__DATA TO PROCESS__.
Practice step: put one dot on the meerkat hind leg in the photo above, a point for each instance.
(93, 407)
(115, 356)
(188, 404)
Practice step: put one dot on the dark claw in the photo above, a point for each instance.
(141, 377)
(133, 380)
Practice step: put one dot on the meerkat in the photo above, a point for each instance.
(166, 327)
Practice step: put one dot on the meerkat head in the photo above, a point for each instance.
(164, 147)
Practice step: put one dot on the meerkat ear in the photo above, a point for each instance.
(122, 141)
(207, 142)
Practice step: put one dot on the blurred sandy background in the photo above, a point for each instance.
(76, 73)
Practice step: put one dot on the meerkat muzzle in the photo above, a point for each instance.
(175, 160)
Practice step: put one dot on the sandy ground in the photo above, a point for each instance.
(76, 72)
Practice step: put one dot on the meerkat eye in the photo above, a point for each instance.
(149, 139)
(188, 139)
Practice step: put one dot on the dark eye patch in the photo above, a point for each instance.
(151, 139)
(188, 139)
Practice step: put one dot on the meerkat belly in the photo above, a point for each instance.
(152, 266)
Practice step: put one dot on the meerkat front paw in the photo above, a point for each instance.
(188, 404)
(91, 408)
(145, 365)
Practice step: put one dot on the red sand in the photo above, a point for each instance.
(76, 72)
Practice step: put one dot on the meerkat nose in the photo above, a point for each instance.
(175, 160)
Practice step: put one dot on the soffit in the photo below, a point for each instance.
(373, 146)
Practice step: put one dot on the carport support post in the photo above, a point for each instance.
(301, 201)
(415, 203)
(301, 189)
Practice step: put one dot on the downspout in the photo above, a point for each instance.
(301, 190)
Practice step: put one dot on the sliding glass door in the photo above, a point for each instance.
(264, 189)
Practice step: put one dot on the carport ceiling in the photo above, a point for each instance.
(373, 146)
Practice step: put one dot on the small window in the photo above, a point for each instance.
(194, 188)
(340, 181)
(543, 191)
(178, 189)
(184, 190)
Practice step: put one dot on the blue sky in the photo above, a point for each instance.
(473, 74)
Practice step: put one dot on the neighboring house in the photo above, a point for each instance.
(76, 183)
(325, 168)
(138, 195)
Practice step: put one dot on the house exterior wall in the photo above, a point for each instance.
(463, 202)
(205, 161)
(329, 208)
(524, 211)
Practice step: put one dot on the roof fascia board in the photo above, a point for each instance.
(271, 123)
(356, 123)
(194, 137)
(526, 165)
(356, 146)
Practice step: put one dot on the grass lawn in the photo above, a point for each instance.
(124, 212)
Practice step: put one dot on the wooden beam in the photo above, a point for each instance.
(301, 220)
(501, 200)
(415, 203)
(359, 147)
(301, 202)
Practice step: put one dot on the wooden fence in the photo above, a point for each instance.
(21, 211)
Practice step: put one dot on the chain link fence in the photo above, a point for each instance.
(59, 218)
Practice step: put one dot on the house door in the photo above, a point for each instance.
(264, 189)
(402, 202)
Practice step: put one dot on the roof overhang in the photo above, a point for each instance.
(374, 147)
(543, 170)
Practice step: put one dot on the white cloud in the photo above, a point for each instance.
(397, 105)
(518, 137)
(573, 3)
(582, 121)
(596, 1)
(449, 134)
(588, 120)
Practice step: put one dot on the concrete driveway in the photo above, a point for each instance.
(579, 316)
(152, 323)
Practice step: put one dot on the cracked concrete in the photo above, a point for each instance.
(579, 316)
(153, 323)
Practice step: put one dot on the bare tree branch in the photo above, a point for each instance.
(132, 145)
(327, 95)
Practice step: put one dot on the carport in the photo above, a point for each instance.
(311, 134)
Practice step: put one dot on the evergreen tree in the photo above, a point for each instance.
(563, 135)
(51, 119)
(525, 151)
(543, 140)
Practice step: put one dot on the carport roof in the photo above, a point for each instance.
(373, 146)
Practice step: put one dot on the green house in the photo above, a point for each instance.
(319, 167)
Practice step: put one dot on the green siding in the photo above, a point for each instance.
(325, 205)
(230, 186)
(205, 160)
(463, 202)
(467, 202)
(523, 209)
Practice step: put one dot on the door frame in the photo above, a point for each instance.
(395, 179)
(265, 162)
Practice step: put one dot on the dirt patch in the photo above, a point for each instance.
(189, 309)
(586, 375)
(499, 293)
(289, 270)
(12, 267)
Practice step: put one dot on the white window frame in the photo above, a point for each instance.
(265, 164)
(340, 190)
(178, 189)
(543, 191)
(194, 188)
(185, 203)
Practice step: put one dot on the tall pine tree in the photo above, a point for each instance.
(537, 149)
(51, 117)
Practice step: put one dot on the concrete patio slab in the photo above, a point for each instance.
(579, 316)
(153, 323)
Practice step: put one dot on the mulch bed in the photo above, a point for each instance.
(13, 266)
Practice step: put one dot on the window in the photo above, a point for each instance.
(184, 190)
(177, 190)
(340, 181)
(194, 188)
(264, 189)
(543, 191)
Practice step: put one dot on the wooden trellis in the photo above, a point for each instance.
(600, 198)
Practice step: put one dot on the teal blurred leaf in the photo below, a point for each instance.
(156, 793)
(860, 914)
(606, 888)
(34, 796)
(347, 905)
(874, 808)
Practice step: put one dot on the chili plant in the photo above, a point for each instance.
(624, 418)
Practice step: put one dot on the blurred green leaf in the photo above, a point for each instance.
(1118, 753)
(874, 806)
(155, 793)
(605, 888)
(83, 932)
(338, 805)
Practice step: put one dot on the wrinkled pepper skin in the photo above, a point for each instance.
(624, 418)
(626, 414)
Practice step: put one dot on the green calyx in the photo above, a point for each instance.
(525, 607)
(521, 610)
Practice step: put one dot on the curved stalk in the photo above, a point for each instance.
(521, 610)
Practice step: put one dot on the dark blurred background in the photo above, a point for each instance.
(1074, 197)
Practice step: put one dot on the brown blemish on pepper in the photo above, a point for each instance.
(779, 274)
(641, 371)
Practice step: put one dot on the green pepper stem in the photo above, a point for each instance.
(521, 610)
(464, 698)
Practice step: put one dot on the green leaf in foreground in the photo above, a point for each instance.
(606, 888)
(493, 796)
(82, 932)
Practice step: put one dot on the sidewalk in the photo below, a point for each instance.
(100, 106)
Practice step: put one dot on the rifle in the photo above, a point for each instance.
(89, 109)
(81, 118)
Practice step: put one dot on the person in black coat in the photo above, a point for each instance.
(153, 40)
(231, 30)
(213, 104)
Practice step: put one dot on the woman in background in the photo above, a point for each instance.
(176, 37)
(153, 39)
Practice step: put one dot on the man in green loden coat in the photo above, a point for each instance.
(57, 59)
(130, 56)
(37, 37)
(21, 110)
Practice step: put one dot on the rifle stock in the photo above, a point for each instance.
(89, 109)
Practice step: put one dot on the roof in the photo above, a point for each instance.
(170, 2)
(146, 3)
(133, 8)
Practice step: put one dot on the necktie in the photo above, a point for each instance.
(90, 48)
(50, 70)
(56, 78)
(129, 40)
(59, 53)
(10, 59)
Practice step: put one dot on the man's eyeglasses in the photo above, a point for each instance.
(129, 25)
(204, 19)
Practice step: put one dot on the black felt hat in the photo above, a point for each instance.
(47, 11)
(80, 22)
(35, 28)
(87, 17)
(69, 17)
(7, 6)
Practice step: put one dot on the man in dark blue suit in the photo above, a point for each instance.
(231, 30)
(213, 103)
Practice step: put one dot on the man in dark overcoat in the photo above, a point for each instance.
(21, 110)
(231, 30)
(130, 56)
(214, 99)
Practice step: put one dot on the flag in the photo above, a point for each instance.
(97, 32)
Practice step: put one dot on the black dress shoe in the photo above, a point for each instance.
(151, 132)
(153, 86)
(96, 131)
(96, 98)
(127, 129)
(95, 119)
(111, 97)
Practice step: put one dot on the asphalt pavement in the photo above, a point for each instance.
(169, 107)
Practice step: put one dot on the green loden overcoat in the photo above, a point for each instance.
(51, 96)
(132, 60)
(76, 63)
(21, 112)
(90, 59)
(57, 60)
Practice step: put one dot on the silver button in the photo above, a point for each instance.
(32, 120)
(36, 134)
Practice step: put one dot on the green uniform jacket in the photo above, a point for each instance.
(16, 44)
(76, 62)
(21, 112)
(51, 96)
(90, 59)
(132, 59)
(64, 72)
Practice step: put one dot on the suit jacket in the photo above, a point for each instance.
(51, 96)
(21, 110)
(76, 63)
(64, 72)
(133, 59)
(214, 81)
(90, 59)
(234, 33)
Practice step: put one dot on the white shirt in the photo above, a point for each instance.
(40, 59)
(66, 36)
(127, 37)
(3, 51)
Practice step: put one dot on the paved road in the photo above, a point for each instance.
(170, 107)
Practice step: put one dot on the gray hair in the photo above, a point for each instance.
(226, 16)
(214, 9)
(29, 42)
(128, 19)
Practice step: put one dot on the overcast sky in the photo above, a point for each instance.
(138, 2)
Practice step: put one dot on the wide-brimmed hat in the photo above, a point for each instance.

__EXERCISE DIRECTIONS__. In the stretch from the line containing "Practice step: put one dot on the suit" through the end of the items, rename "gray hair" to "silver hair". Give those lines again with nothing else changed.

__RESPONSE TO THE EXERCISE__.
Practice step: put one dot on the suit jacket in the photo above, a point for each instance.
(51, 96)
(21, 110)
(76, 63)
(64, 72)
(133, 59)
(214, 81)
(90, 59)
(234, 33)
Practice step: put one dot on the white shirt in the photo above, a point for each instance.
(40, 59)
(66, 36)
(127, 37)
(3, 51)
Practice step: put one dot on the paved road in the photo above, a point for each instance.
(170, 107)
Practice step: put one dot on the silver hair in the photo above, a point for each instance.
(226, 16)
(214, 9)
(29, 42)
(128, 19)
Practice step: put one dot on the overcast sky in the photo above, a point for each instance.
(138, 2)
Practice step: put one dot on the wide-brimmed hat in the photo above, a point for each instance.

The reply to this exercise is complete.